[[ Dataset excerpts open ]]
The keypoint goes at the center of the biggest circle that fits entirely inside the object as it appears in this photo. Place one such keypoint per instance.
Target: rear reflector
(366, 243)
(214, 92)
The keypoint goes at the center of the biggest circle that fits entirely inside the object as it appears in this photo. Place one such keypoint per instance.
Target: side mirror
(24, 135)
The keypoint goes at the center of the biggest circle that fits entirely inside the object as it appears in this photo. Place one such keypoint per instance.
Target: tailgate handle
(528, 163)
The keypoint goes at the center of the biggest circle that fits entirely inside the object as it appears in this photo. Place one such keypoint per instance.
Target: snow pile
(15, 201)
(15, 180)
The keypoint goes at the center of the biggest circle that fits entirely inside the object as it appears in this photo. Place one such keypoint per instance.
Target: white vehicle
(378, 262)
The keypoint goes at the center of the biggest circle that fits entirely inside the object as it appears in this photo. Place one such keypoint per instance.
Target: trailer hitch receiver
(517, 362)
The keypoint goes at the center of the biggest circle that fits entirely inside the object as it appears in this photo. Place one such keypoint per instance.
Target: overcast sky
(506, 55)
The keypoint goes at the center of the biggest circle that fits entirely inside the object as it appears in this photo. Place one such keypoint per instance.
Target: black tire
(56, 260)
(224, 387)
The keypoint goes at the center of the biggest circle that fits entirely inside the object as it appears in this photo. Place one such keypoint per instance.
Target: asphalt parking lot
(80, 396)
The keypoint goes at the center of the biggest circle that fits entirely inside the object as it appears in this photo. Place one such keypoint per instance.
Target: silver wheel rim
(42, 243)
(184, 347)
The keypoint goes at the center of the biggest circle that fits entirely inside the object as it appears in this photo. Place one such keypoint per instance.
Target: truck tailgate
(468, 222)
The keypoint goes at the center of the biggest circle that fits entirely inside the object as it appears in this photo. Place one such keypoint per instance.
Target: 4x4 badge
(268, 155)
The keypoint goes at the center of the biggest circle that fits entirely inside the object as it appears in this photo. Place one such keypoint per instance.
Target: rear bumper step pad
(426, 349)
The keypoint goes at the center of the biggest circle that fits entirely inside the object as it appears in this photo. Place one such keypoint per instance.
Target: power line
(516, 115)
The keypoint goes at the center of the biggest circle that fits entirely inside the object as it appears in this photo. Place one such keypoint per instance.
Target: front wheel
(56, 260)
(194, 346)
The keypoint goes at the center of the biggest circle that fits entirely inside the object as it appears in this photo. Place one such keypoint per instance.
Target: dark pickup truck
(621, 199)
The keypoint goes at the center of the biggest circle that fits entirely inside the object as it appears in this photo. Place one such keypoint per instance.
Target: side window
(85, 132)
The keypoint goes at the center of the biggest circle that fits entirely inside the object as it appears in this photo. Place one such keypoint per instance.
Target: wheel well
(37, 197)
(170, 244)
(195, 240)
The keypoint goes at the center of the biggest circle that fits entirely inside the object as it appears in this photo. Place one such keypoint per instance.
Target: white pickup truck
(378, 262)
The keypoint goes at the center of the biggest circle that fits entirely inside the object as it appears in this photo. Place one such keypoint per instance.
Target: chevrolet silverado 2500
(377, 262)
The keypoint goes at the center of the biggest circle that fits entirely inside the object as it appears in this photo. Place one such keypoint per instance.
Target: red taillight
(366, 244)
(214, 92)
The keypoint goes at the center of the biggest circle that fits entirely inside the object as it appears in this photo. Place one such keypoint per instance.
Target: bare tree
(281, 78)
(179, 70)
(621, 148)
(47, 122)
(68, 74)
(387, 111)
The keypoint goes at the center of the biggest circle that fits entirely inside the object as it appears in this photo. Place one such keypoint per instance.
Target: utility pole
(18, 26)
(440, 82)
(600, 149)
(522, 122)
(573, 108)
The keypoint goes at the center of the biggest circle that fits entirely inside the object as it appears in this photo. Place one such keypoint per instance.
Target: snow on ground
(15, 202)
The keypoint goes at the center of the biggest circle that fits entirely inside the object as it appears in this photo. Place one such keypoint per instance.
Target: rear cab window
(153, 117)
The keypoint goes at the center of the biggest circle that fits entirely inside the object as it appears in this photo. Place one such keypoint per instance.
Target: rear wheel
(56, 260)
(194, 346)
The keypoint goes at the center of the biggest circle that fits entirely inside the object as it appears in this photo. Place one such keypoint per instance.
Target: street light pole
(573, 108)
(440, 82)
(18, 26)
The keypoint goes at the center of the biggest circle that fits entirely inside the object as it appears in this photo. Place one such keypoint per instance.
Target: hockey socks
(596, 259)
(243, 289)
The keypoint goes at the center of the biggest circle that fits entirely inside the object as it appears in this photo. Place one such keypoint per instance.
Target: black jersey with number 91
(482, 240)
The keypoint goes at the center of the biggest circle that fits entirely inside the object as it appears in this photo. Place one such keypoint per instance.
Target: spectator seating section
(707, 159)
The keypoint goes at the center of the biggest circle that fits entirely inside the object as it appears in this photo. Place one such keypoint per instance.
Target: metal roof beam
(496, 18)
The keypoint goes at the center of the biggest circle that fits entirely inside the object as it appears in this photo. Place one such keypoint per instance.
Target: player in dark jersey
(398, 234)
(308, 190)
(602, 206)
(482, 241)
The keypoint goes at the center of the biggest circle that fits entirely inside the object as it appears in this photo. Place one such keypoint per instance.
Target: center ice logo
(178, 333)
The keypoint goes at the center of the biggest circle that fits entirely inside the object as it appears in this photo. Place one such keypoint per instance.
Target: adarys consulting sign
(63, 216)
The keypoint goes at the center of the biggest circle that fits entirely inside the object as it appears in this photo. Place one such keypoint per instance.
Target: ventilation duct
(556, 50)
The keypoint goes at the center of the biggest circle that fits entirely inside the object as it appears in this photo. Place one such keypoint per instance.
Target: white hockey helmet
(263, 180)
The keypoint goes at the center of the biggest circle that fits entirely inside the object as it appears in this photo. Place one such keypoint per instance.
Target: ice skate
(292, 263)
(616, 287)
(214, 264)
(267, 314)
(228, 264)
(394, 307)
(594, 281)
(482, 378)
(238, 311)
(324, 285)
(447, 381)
[[ Dataset excerpts closed ]]
Would you restate the records word for word?

The keypoint goes at the center of the biggest circle that fits entirely inside the object as it appears in this photo. Place one such keypoint per instance.
Target: rear reflector
(366, 243)
(214, 92)
The keypoint goes at the center of the biggest circle that fits entirely inside the object as it appears in this photo. Place one such keypoint per instance.
Target: side mirror
(24, 135)
The keypoint goes at the center of the biggest circle that fits entirely inside the object as it appears in this photo. Place one such keypoint per instance.
Target: tailgate handle
(528, 163)
The keypoint goes at the center of the biggest circle that fits entirely inside the object as it appears in this photo. Place one such keypoint per instance.
Target: snow pile
(15, 201)
(15, 180)
The keypoint goes at the center of the biggest circle that fits entirely inside the object as it appears in this photo. Place one such keypoint per instance.
Target: white vehicle
(378, 262)
The keypoint goes at the center of the biggest circle that fits entirely inside the object as it appears in this photo. Place one such keypoint per instance.
Target: trailer hitch receiver
(517, 362)
The keypoint goes at the center of the biggest circle that fits entirely inside the object as it appears in this photo. Place one such keypoint per instance.
Target: overcast sky
(506, 55)
The keypoint goes at the center of the biggest circle that fits entirely inside the object as it appears in this photo. Place one such keypoint per instance.
Target: black tire
(56, 260)
(224, 387)
The keypoint goes at the center of the biggest circle that fits entirely inside the object as it appears in this photo. Place one such keypoint per instance.
Target: asphalt parking lot
(80, 396)
The keypoint goes at the center of the biggest circle that fits entirely inside the object as it appears in this photo. Place one such keypoint per instance.
Target: silver wheel rim
(42, 243)
(184, 347)
The keypoint goes at the center of the biggest circle that fits entirely inside the object as it appears in this photo. Place one such keypoint per instance.
Target: truck tailgate
(468, 222)
The keypoint goes at the center of the biggest circle that fits entirely inside the object as it appears in this photo. Place one such keypoint per instance.
Target: 4x4 badge
(268, 155)
The keypoint goes at the center of the biggest circle that fits entirely inside the object as it appears in this photo. Place one such keypoint per instance.
Target: rear bumper step pad
(426, 349)
The keypoint goes at the center of the biggest circle that fits entirely inside the object as it appears in this photo. Place one such keypoint per instance.
Target: power line
(516, 115)
The keypoint goes at the center of the biggest circle that fits entirely inside the object as it appears in this photo. Place one such keypoint per instance.
Target: front wheel
(56, 260)
(194, 346)
The keypoint goes at the center of the biggest circle that fits entirely inside the object as it appears in this photo. Place one such keypoint per instance.
Target: dark pickup truck
(621, 199)
The keypoint goes at the center of the biggest circle that fits entirely inside the object as it appears in this photo. Place one such keypoint per instance.
Target: side window
(85, 132)
The keypoint goes at the center of the biggest circle that fits entirely inside the object as it appears in this photo. Place one such keypoint per instance.
Target: wheel well
(37, 197)
(170, 244)
(195, 240)
The keypoint goes at the center of the biggest circle that fits entirely inside the object as it appears in this photo. Place one such keypoint per instance.
Target: white pickup truck
(378, 262)
The keypoint goes at the center of the biggest circle that fits entirely inside the object as it appears in this photo. Place one such keypoint per instance.
Target: chevrolet silverado 2500
(377, 262)
The keypoint goes at the center of the biggest circle that fits entirely inside the object as it appears in this photo. Place one such keypoint per instance.
Target: red taillight
(366, 244)
(214, 92)
The keypoint goes at the center of the biggest circle that fits entirely inside the object as it appears in this photo. Place one such keypoint per instance.
Target: bare tree
(281, 78)
(179, 70)
(621, 148)
(47, 122)
(68, 74)
(387, 111)
The keypoint goes at the center of the biggest circle that fits entirely inside the object as it appears in this photo. Place one such keypoint per instance.
Target: utility pole
(18, 26)
(440, 82)
(600, 149)
(522, 122)
(573, 108)
The keypoint goes at the center of the biggest circle that fits entirely inside the object as it appears in this photo. Place one such keypoint per instance.
Target: snow on ground
(15, 202)
The keypoint goes at the center of the biggest circle that fits entirely inside the object as it appears in this photo. Place one such keypoint per instance.
Target: rear cab window
(153, 117)
The keypoint goes at the center of the biggest circle that fits entirely inside the object as it appears in this photo. Place one such keypoint per instance.
Target: rear wheel
(56, 260)
(194, 346)
The keypoint goes at the center of the biggest circle that fits entirely inside the object as it appears in this photo. Place one such keypoint per instance.
Target: street light pole
(573, 108)
(440, 82)
(18, 26)
The keypoint goes at the center of the biggest circle that fits entirely inside the object as it appears in this photo. Place one such keypoint per instance.
Target: hockey socks
(596, 259)
(243, 289)
The keypoint goes at the center of the biggest circle that fits entirely inside the object as it appears in this photo. Place one such keypoint per instance.
Target: black jersey with number 91
(482, 240)
The keypoint goes at the center of the biggest circle that fits entirely inside the object as it appears in this photo. Place one such keypoint per instance.
Target: spectator seating section
(707, 159)
The keypoint goes at the center of the biggest circle that fits entirely inside the object as it appears in this photo. Place one such keypoint per instance.
Target: metal roof beam
(496, 18)
The keypoint goes at the center of the biggest circle that fits entirely inside the object as it appears in this photo. Place one such keypoint per instance.
Target: player in dark jersey
(398, 234)
(308, 190)
(602, 206)
(482, 241)
The keypoint goes at the center of the biggest circle that fits entirely inside the object as it appears in this photo. Place one such keypoint per instance.
Target: center ice logo
(178, 333)
The keypoint goes at the center of the biggest circle that fits entirely inside the object as it appears in this photo. Place one such keypoint per instance.
Target: adarys consulting sign
(63, 216)
The keypoint goes at the center of the biggest circle that fits entirely inside the object as it appears in this photo. Place one such keypoint per instance.
Target: ventilation duct
(556, 50)
The keypoint goes at the center of the biggest circle that fits entirely inside the object as it appears in this photo. Place one such keypoint per instance.
Target: white hockey helmet
(263, 180)
The keypoint goes at the center of the biggest circle that fits entirely inside the object as it appears in this photo. Place one such keypoint per instance.
Target: ice skate
(292, 263)
(616, 287)
(214, 264)
(267, 314)
(228, 264)
(394, 307)
(594, 281)
(482, 378)
(238, 311)
(324, 285)
(447, 381)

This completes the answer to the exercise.